PROBLEM TO SOLVE: Below are several records. Retype exactly those lines running from the one with "Expected behaviour: for each instance of the blue" through the one with "Expected behaviour: for each instance of the plastic", end lines included, and no others.

Natural language region descriptions:

--

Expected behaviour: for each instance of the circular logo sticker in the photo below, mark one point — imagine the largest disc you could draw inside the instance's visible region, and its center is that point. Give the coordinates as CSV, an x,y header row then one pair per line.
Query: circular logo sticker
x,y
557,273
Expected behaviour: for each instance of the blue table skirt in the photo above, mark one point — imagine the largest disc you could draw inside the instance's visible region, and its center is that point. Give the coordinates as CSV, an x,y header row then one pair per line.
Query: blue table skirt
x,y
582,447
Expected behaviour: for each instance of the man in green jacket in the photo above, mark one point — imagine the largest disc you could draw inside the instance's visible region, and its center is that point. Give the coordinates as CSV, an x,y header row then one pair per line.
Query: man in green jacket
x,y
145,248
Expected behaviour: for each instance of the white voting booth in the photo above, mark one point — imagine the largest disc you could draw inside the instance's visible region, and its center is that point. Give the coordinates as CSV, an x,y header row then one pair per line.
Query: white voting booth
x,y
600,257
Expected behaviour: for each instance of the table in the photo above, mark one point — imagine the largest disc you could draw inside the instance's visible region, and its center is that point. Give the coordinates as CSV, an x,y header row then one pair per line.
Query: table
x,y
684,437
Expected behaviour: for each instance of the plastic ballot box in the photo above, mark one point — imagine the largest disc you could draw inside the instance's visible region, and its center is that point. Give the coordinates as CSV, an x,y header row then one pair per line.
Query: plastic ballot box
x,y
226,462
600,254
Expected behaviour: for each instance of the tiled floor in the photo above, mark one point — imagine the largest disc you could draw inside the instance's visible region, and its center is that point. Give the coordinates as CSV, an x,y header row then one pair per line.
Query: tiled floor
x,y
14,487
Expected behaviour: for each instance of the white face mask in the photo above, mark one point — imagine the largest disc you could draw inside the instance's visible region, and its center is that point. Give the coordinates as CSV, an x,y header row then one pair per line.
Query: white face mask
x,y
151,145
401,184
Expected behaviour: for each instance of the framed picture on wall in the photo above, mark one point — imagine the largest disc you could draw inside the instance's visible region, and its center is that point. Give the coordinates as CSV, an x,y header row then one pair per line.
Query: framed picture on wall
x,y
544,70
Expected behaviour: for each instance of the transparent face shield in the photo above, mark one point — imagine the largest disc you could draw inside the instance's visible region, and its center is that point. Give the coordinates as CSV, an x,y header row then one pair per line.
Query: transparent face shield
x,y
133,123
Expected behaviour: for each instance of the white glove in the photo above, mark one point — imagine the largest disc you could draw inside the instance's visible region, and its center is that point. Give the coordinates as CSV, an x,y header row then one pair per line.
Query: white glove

--

RESULT FOR THIS EXERCISE:
Expected behaviour: for each instance of the blue table skirt in the photo above, mark one point — imagine the largest disc you could draw inside the instance's visible region, and its center is that point. Give the coordinates as CSV, an x,y header row then one pair per line.
Query: blue table skirt
x,y
582,447
Expected behaviour: for each instance of the man in green jacket in the photo above, mark one point — imagine the largest disc you could draw inside the instance's visible region, and its center is that point. Give the coordinates as CSV, an x,y header row then one pair per line.
Query: man in green jacket
x,y
145,248
Expected behaviour: for each instance of the white voting booth in the photo above, mark one point — imagine the largest disc you could draw inside the instance's visible region, and its center is that point. Give the coordinates as CSV, an x,y header row then one pair per line.
Query: white voting booth
x,y
600,257
Expected behaviour: for each instance of the table in the photo above, mark one point — imagine the largest disc you could draw inside the instance's visible region, and its center is that point. Give the coordinates as CSV, an x,y header row then one pair per line.
Query: table
x,y
684,437
Expected behaviour: for each instance of the plastic ballot box in the photo above, mark one point — imagine the largest disc you could draw inside the instance's visible region, and its center is that point. Give the coordinates as CSV, an x,y header row then one pair per line.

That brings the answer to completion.